[EXERCISE TASK A] Update the part of the listing that opens with the line containing "Put a point on the fern frond, one" and closes at the end of the listing, replacing "woodland trail" with "forest path" and leaving everything else unchanged. Return only those lines.

[SELECTED TEXT]

## start

Published May 3, 2023 at 10:00 a.m.

Still from "The Migrant Body" - COURTESY OF PAULA HIGA DANCE
  • Courtesy Of Paula Higa Dance
  • Still from "The Migrant Body"

Every now and then, we are called to leave the familiar behind and venture into the unknown. We might hike a new mountain, head off to college, make a career change or immigrate to a distant country. With each adventure, we face challenges and rediscover ourselves and our world.

Paula Higa's personal journey from Brazil to Vermont held so many surprises that the dance artist was inspired to create a new work. The Migrant Body Project, composed of two short films and a live performance, explores the complexities of human mobility.

"Every time you open a door, it's a new scene, a new environment," Higa said. "We are always experiencing new territories."

The live performance, titled The Migrant Body, premieres Friday, May 5, and Saturday, May 6, in the renovated barn at Isham Family Farm in Williston. Five Vermonters will perform Higa's choreography to music by Canadian composer Owen Belton. They'll read poetry and prose by dramaturge Mario Higa, the choreographer's husband and longtime collaborator. Colchester visual artist and educator Susan Smereka has designed some of the set.

Higa, who lives in Williston, is an assistant professor and resident choreographer in the dance program at the University of Vermont. Her works explore concepts of feminism and discrimination by mining intersections between dance and the visual arts. She has been presenting pieces locally since 2011 and with her company, Paula Higa Dance, since 2016.

Informed by ballet and contemporary dance, Higa's choreography is athletic, rhythmic, emotive and daring. Dancers seem to cradle and protect each other in one moment, then spar and strike in the next. Sculpture, video projection, everyday items and the natural world influence dancers' interactions.

"Paula's work is extremely thematic," said Carolyn Connor, a UVM dance graduate who has been in Higa's company since its inception. Because Higa begins with a theme rather than with movement or music, each of her works is very different, Connor explained.

Higa's 2021 film, "Aquela Que Eu Queria Ser," based on her live dance work The One I Wanted to Be, examines dichotomies of power and impotence, desire and aversion, and conflict and cooperation. The 18-minute film received an Outstanding Achievement Award for a Screendance Short from the Los Angeles International Short Film Festival and the Bronze Award for Best Screendance Short from the Independent Shorts Awards.

The Migrant Body Project, which Higa launched in 2021, grew out of her own move to the U.S. with her family in 2004. Before Vermont, they lived in Texas and Tennessee. Every new place was "a new beginning, a new birth because of how many things we had to learn," she recalled. Not until her move to the Green Mountain State in 2009 did she become acutely aware of both her privilege in Brazil and lack thereof in the U.S.

## end

(Point annotation listing)
## start

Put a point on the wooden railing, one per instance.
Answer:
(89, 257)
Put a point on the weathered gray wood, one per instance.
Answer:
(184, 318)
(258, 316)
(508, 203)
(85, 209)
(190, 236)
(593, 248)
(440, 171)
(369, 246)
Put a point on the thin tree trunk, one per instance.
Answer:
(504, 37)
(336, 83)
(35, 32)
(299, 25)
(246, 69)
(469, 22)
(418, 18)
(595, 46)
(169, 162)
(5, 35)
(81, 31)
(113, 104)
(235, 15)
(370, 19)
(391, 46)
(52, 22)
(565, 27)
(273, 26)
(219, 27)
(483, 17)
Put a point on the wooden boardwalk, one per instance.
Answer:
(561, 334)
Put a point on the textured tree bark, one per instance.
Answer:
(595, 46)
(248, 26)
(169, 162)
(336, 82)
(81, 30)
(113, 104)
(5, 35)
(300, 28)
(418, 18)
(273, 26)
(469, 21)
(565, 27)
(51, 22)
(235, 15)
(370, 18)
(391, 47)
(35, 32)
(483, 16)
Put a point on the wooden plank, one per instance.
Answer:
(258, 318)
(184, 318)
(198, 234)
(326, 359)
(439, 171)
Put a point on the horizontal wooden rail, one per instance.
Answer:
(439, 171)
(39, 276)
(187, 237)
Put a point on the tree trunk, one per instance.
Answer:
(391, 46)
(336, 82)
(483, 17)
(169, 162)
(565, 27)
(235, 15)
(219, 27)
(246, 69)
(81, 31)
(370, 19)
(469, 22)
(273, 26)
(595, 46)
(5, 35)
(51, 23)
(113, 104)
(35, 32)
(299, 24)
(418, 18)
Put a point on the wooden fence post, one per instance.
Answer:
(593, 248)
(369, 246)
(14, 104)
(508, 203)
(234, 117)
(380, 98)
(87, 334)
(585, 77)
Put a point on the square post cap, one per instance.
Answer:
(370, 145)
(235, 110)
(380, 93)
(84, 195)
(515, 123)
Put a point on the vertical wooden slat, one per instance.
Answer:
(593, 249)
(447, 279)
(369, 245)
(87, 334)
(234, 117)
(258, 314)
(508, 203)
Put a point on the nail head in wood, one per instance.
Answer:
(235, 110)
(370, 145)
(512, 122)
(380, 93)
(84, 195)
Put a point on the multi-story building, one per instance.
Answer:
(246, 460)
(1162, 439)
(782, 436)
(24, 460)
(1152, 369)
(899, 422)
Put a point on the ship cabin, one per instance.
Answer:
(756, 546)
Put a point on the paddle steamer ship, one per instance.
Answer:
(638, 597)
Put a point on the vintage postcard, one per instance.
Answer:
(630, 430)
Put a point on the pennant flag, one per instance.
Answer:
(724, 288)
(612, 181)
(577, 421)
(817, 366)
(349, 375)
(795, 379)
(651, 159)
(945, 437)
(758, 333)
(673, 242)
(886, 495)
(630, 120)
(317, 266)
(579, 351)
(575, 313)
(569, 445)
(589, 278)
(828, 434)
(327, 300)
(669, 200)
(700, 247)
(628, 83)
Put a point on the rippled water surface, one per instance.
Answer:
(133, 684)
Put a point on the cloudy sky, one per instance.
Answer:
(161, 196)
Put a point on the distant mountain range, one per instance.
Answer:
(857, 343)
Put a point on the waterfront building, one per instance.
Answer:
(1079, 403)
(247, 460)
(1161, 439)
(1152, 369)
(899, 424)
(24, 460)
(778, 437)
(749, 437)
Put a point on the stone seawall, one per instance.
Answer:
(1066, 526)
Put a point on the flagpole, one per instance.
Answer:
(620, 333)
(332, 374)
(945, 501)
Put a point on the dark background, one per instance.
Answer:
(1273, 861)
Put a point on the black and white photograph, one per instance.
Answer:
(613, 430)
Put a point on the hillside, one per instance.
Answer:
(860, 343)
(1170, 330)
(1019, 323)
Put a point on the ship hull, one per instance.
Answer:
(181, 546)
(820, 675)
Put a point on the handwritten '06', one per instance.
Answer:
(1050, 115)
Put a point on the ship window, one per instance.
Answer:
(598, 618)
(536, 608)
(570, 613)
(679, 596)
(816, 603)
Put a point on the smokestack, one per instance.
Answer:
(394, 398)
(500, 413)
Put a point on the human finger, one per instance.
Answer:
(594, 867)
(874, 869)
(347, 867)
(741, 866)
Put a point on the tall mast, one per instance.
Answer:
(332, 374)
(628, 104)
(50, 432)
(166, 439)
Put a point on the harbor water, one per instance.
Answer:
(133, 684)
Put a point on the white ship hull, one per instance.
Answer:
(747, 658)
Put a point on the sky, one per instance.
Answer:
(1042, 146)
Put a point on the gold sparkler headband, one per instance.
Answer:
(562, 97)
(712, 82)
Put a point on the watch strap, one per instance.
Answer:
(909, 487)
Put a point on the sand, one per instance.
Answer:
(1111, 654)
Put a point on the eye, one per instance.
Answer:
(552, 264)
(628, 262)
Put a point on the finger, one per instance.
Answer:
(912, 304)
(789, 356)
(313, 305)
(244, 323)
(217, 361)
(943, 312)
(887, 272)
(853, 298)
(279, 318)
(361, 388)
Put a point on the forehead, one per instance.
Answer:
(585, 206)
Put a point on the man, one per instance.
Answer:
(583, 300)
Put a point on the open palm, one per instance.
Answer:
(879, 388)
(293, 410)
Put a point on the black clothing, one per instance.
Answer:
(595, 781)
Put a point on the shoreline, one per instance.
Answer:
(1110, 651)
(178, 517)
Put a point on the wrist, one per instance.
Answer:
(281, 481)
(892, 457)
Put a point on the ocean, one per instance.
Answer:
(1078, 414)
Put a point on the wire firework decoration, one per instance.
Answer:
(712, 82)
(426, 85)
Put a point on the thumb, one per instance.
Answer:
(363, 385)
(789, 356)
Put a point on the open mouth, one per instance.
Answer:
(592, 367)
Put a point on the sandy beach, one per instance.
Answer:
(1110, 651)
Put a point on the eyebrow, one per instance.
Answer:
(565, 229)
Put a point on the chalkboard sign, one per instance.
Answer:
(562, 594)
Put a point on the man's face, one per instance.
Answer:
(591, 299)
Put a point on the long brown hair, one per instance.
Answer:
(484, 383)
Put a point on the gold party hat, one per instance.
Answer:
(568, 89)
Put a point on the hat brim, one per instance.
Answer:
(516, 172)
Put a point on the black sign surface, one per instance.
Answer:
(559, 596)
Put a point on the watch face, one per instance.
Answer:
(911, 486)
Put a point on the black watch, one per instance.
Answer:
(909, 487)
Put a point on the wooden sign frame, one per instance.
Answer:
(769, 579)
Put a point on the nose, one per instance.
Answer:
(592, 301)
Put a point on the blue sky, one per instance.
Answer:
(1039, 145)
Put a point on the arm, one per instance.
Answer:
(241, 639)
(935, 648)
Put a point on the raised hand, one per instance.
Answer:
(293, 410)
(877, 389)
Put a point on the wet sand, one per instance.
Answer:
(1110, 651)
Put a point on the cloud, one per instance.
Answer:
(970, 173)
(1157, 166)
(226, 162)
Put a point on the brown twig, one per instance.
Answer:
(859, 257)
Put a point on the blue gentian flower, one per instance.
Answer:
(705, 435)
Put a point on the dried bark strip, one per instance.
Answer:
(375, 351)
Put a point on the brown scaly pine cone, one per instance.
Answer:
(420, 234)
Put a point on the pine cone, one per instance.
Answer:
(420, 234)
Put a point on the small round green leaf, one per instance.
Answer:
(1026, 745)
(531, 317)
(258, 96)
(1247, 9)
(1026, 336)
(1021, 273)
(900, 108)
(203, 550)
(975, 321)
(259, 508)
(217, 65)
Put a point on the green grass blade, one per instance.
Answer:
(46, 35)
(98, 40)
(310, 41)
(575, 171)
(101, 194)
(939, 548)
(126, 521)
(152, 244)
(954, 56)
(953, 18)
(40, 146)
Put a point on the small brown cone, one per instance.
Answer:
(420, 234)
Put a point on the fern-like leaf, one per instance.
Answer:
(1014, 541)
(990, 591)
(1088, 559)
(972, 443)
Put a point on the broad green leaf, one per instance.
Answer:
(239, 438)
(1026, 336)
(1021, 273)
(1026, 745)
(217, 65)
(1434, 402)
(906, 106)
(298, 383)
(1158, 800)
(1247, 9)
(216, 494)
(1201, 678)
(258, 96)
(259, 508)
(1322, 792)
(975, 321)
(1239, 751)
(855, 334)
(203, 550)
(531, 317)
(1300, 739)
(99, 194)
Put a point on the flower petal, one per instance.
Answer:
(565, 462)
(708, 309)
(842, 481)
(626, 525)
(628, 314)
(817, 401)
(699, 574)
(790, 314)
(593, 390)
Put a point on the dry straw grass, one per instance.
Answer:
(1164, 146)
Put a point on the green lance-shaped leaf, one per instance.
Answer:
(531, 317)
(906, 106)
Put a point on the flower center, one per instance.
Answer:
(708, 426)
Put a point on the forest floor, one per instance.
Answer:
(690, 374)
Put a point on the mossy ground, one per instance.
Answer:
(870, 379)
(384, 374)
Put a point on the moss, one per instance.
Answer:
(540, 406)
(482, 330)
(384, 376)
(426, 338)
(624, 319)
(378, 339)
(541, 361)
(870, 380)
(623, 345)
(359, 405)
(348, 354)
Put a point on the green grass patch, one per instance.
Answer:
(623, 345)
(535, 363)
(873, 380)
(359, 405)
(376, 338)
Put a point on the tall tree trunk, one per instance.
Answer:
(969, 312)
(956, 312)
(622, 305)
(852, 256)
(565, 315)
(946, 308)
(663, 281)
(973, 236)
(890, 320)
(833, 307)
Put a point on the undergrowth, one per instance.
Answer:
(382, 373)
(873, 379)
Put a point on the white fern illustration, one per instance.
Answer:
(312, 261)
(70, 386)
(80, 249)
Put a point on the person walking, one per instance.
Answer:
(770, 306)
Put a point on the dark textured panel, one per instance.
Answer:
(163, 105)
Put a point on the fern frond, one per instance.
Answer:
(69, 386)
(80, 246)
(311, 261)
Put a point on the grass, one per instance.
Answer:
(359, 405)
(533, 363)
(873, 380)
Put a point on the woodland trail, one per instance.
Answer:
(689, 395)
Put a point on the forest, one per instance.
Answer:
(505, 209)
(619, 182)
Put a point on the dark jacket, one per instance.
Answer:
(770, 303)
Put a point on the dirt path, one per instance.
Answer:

## end

[EXERCISE TASK B] Copy the passage of the article on Paula Higa's dance work that opens with the words containing "Published May 3, 2023" and closes with "and our world.".

[TASK ANSWER A]
Put a point on the fern frond, one per instance.
Answer:
(69, 386)
(80, 246)
(311, 261)
Put a point on the grass, one per instance.
Answer:
(359, 405)
(533, 363)
(873, 380)
Put a point on the forest path, one per instance.
Answer:
(689, 395)
Put a point on the forest, one per instance.
Answer:
(505, 209)
(619, 182)
Put a point on the dark jacket, one per instance.
Answer:
(770, 303)
Put a point on the dirt path, one per instance.
Answer:

[TASK ANSWER B]
Published May 3, 2023 at 10:00 a.m.

Still from "The Migrant Body" - COURTESY OF PAULA HIGA DANCE
  • Courtesy Of Paula Higa Dance
  • Still from "The Migrant Body"

Every now and then, we are called to leave the familiar behind and venture into the unknown. We might hike a new mountain, head off to college, make a career change or immigrate to a distant country. With each adventure, we face challenges and rediscover ourselves and our world.